[Start of Raw data]

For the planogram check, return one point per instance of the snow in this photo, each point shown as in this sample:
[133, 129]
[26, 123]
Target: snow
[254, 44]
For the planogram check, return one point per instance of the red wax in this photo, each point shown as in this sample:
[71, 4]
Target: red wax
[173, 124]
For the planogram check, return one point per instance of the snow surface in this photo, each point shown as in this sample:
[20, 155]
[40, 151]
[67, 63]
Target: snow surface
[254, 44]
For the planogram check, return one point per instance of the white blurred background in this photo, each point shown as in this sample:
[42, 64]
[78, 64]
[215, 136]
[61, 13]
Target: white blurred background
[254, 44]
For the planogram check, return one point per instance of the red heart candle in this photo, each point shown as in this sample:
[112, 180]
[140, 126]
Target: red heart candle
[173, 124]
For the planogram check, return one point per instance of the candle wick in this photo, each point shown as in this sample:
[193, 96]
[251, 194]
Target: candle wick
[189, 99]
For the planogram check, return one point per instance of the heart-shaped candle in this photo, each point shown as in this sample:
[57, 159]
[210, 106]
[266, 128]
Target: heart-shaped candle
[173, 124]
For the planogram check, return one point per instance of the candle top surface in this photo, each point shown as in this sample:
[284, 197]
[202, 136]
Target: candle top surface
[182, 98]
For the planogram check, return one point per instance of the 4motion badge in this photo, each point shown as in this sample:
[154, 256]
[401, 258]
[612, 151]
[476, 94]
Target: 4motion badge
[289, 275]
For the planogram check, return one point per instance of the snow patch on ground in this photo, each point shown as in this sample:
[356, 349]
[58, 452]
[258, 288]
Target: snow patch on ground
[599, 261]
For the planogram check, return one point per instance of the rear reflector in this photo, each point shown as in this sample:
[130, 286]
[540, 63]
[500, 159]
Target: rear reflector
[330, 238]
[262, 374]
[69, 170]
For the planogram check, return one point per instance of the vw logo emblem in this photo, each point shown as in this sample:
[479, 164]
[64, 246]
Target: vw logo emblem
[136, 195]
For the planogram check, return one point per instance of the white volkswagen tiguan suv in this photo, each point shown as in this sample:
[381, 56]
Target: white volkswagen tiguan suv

[End of Raw data]

### What the task asks
Render the lines above, from the one containing "the snow patch" through the last line, as a Markdown table with the columns Row and Line, omitting blank lines.

### Problem solution
| Row | Line |
|---|---|
| 1 | For the planogram check, return one point per instance of the snow patch on ground in this photo, each point shown as in this sample: |
| 2 | [356, 349] |
| 3 | [58, 452] |
| 4 | [258, 288] |
| 5 | Target: snow patch on ground |
| 6 | [599, 261] |
| 7 | For the planogram check, return one point per instance of the rear reflector in this photo, each point shown as in this sample: |
| 8 | [130, 286] |
| 9 | [540, 63] |
| 10 | [500, 159] |
| 11 | Target: rear reflector |
| 12 | [330, 238] |
| 13 | [262, 374] |
| 14 | [69, 170] |
| 15 | For the planogram check, return one point per instance of the vw logo emblem in this photo, each point shown as in this sample: |
| 16 | [479, 164] |
| 17 | [64, 246] |
| 18 | Target: vw logo emblem |
| 19 | [136, 195] |
| 20 | For the planogram check, return one point per instance of the white volkswagen tiguan suv in this photo, each point shown as in this sample: |
| 21 | [381, 56] |
| 22 | Target: white volkswagen tiguan suv |